__AIM OF THE TASK__.
Reproduce each of the following records verbatim, line for line, with nothing added or changed.

__RECORDS FOR THE EXERCISE__.
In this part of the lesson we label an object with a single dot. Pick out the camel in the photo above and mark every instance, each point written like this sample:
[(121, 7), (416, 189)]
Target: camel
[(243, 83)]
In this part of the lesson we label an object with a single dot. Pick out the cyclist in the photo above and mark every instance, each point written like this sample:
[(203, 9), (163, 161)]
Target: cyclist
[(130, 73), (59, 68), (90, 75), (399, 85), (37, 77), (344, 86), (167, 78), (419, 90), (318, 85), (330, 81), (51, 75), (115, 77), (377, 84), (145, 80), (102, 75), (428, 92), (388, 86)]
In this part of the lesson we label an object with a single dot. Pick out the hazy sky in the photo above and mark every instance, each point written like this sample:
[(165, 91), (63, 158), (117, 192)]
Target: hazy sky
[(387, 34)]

__TASK OUTPUT__.
In this part of the lesson we label an object with a single dot. Pick out the camel in the photo above and mark every instance, each point written like this sample:
[(121, 7), (416, 189)]
Target: camel
[(243, 83)]
In this part of the lesson we label an object with a single dot. Pick out the cyclist in the photo above and mark every instance, each point written like this sample:
[(203, 9), (163, 161)]
Target: cyclist
[(130, 73), (59, 68), (90, 75), (399, 85), (37, 77), (344, 86), (167, 78), (419, 90), (318, 85), (330, 81), (51, 75), (115, 77), (377, 84), (145, 80), (102, 75), (428, 92), (388, 86)]
In this part of the lesson we label an object with a single dot. Pick out the hazy sky in the photo above and mark every instance, each point written like this sample:
[(165, 91), (63, 158), (117, 192)]
Target: hazy sky
[(387, 34)]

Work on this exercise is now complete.